> [TASK DATA]:
════

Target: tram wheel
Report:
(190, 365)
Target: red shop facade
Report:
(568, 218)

════

> [EXERCISE TASK]:
Pick out each line in the entries above that contains the string "Target". Case counts.

> [FINISHED EXERCISE]:
Target: tram wheel
Target: red shop facade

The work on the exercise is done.